- Aim of the task -
Which of the lines below contain the word "black"? List every one of them in full.

═══

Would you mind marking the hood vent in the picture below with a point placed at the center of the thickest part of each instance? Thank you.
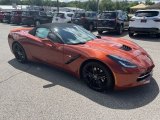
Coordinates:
(126, 48)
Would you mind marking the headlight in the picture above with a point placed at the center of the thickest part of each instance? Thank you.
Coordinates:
(122, 61)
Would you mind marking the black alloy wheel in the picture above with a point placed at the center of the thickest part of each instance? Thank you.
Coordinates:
(19, 53)
(131, 34)
(97, 76)
(100, 31)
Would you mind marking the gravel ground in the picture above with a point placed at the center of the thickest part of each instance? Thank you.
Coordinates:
(38, 92)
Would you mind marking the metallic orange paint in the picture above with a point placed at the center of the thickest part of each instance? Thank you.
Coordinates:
(58, 55)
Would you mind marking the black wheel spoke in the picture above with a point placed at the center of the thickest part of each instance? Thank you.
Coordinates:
(19, 53)
(95, 76)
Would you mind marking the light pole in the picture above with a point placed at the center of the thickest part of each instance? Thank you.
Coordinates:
(97, 6)
(58, 6)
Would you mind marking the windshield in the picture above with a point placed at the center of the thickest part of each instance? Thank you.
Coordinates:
(79, 15)
(74, 34)
(146, 13)
(108, 15)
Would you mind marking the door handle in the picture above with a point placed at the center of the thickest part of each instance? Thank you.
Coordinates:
(49, 45)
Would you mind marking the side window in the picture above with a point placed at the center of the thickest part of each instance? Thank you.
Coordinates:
(42, 32)
(69, 15)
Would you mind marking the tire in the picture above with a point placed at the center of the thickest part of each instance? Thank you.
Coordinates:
(97, 76)
(19, 53)
(37, 22)
(91, 27)
(119, 29)
(131, 34)
(100, 31)
(158, 35)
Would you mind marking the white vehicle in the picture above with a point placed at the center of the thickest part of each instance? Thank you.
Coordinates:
(145, 21)
(62, 17)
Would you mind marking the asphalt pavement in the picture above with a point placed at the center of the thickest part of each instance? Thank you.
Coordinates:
(38, 92)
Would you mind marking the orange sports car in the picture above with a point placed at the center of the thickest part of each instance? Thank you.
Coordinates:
(102, 62)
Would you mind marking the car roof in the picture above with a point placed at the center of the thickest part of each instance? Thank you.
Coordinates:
(54, 25)
(66, 12)
(149, 10)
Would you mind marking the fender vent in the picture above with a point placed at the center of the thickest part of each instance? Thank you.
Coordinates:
(126, 48)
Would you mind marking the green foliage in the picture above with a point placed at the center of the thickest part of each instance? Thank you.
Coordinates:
(90, 5)
(149, 2)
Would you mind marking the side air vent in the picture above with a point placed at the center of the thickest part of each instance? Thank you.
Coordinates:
(126, 48)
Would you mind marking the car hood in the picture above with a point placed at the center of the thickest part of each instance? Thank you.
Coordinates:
(119, 47)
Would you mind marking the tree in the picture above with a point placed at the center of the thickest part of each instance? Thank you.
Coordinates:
(149, 2)
(107, 5)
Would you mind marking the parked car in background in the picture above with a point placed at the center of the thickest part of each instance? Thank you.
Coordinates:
(1, 16)
(112, 21)
(104, 63)
(86, 19)
(62, 17)
(145, 21)
(50, 13)
(35, 18)
(16, 17)
(7, 17)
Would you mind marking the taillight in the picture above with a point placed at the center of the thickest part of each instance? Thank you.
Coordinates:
(157, 19)
(132, 19)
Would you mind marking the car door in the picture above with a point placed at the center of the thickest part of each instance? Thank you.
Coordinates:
(46, 50)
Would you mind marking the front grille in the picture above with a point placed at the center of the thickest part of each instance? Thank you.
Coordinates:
(144, 76)
(126, 48)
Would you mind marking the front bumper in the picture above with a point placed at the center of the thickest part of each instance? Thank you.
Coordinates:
(144, 30)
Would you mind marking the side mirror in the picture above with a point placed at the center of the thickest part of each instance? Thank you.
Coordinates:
(52, 36)
(99, 37)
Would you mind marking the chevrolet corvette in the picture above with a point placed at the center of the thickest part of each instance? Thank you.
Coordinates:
(104, 63)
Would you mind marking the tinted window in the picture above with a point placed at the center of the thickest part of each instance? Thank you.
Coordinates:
(74, 34)
(108, 15)
(147, 13)
(42, 32)
(42, 14)
(69, 15)
(61, 15)
(6, 13)
(91, 14)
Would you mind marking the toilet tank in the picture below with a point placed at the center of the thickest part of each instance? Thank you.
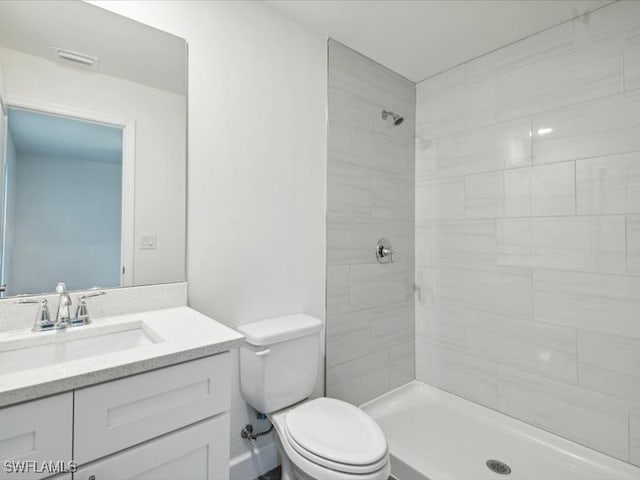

═══

- Solution to this exercise -
Would you mind marking the black alloy wheel in the picture above with a point placed at the center of the thickest part of each instance? Thank you.
Would you mind marking the black wheel spoke in the picture above with a point placed at the center of the thickest part of each instance? Thank you.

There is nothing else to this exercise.